=== TASK PROMPT ===
The lines that make up this material should each be returned exactly.

Segment Start: AVAILABLE DATA

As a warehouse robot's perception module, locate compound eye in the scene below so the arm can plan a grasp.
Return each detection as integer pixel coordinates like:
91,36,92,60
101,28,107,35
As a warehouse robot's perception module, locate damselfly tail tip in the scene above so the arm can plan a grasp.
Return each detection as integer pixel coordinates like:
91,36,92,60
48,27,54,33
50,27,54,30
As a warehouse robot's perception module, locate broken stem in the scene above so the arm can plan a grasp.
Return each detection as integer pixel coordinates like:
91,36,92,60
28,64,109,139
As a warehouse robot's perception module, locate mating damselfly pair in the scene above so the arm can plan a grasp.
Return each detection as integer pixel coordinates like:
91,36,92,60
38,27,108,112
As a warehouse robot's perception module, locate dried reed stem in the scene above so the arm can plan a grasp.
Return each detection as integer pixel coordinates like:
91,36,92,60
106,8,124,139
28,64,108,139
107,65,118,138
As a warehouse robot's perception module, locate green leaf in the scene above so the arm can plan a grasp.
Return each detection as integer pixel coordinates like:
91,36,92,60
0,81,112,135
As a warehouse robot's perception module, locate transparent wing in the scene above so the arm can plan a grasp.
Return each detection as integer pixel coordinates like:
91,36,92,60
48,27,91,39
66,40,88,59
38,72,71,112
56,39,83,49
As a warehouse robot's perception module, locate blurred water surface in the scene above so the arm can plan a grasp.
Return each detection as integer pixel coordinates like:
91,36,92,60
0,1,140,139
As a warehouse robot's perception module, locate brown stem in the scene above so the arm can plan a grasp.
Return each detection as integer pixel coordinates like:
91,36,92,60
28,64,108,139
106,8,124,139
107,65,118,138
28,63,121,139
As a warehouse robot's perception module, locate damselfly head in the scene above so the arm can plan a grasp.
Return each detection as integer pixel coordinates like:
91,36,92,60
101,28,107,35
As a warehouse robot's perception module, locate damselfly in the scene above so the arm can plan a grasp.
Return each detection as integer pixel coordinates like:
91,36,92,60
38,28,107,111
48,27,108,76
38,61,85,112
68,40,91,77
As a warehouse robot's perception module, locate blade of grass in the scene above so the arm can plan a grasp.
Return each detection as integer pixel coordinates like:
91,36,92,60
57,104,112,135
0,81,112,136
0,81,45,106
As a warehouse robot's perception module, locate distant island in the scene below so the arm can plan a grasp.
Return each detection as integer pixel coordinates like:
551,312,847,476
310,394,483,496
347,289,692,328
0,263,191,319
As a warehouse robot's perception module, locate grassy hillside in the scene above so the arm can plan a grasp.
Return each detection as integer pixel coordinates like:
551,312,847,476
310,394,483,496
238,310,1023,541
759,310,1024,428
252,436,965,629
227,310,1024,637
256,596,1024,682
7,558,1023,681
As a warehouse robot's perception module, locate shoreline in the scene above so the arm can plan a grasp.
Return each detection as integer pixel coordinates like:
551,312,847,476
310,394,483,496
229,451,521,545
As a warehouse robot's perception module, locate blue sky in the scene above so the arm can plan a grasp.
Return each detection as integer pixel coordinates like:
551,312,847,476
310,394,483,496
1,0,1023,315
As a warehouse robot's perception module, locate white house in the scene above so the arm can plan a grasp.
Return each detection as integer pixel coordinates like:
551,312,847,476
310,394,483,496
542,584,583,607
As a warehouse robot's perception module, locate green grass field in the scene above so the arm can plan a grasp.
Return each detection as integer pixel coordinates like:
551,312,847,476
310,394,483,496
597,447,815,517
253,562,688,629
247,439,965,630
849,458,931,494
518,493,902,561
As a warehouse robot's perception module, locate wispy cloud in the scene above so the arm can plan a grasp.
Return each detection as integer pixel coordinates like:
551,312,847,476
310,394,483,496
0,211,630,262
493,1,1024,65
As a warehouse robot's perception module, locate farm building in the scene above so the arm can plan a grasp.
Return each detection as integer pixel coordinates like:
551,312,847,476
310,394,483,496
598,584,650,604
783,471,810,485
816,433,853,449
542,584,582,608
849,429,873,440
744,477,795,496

Segment End: AVAILABLE DATA

=== COMPLETED TASK ===
As a warehouse robot's perception module, locate compound eye in the scene below so the arm can plan a grasp.
Return each detection as integer pixel coordinates like:
91,36,92,60
101,28,107,35
As a warehouse robot's perception module, locate damselfly tail tip in the scene above so the arm can plan a grasp.
Return each detection as integer pixel coordinates like:
91,36,92,60
48,27,54,33
50,27,54,30
As a warehouse robot's perception module, locate broken stem in the scene above so the arm can plan a grasp.
Return each detection as integer pixel coordinates like:
91,36,92,60
28,64,109,139
As a warehouse robot's perception module, locate mating damselfly pair in the scene above so the arm can plan a grasp.
Return each detection as integer pixel coordinates like:
91,36,92,60
38,27,108,112
As a warehouse robot's perception module, locate dried reed stem in the scene above so the arm can plan a grasp.
Return each detection as integer pixel coordinates like:
91,36,92,60
106,8,124,139
28,64,108,139
107,65,118,138
As a warehouse robot's perception module, locate green leaf in the scene above so the arm can plan a grasp.
Return each detection as integer pixel coordinates like:
91,36,92,60
0,81,112,135
As a warehouse robot's perception module, locate transparent wing in the scene above so the arm can plan a grasp.
Return each detection as integer pixel coordinates like:
91,36,92,60
48,27,91,39
66,40,88,59
38,72,71,112
56,39,83,49
As a warehouse robot's perception module, locate blurred water surface in the scene above so the arm can plan a grasp.
Return each detection as integer pixel coordinates like:
91,36,92,60
0,1,140,139
As a warehouse robot's perception module, locate brown stem in the scene above so the arm can plan a grasp.
Return each detection as integer pixel coordinates like:
91,36,92,60
28,64,108,139
106,8,124,139
107,65,118,138
28,63,121,139
As a warehouse robot's perception module, locate damselfly head in the scene above so the arm can plan a grasp.
Return each detection as integer pixel coordinates like:
91,36,92,60
101,28,107,35
As a warehouse robot's perception module, locate damselfly in the scene above so the arm can plan a grasp.
Return each detection as integer pixel coordinates like:
91,36,92,60
38,28,107,111
48,27,108,76
38,61,85,112
68,40,91,77
As a warehouse robot's perception module, locate blade of grass in the scene above so the arm can plan a grasp.
Return each detection as integer pixel coordinates like:
91,36,92,60
57,104,112,135
0,81,112,136
0,81,45,106
As a warehouse robot's perception module, locate distant island in the scene below so the arm can plan a grasp.
Return each detection as integer pixel coordinates like:
551,312,847,476
310,394,483,496
347,289,692,328
0,263,191,319
As a warehouse robot's perception module, locate grassy hillside in the scene above so the arm can plan a grasp.
Return each detection as integer pixel coordinates like:
551,312,847,476
310,394,483,496
238,310,1023,541
759,310,1024,428
252,436,965,629
227,310,1024,637
256,596,1024,682
7,558,1023,681
As a warehouse robot's perception module, locate shoreline in the scene above so the arm can plan a grasp.
Return each detection as integer pixel coordinates like:
551,312,847,476
310,394,483,496
229,451,521,545
As a warehouse robot's perception module, locate blue sky in the scene above so the arm can plan a grasp.
Return each detection as integer pixel coordinates like:
551,312,847,476
310,394,483,496
1,0,1023,315
As a warehouse robot's perception module, locate white house in the scene above so the arm can plan a grasp.
Return each detection as integer pixel coordinates like:
551,312,847,476
310,394,483,496
542,584,583,607
As a warehouse robot's perception module, locate green grass field in the scene above so the arm can plan a grasp.
Return each detection as integer pixel coordinates like:
551,312,847,476
310,394,483,496
597,447,815,517
253,562,688,629
247,439,965,630
849,458,931,494
518,493,902,561
As a warehouse robot's perception module, locate wispy cloud in the scene above so the arm can plan a grasp.
Return each detection as integer pixel coordinates like:
551,312,847,476
310,394,483,496
0,211,630,262
493,1,1024,65
As a warehouse robot's perception module, locate farm building in the scene above so the arm can plan a grasp.
Return each detection as integer pixel coordinates like:
551,312,847,476
310,394,483,496
598,584,650,604
783,471,810,485
816,433,853,449
542,584,582,608
849,429,873,440
744,477,795,496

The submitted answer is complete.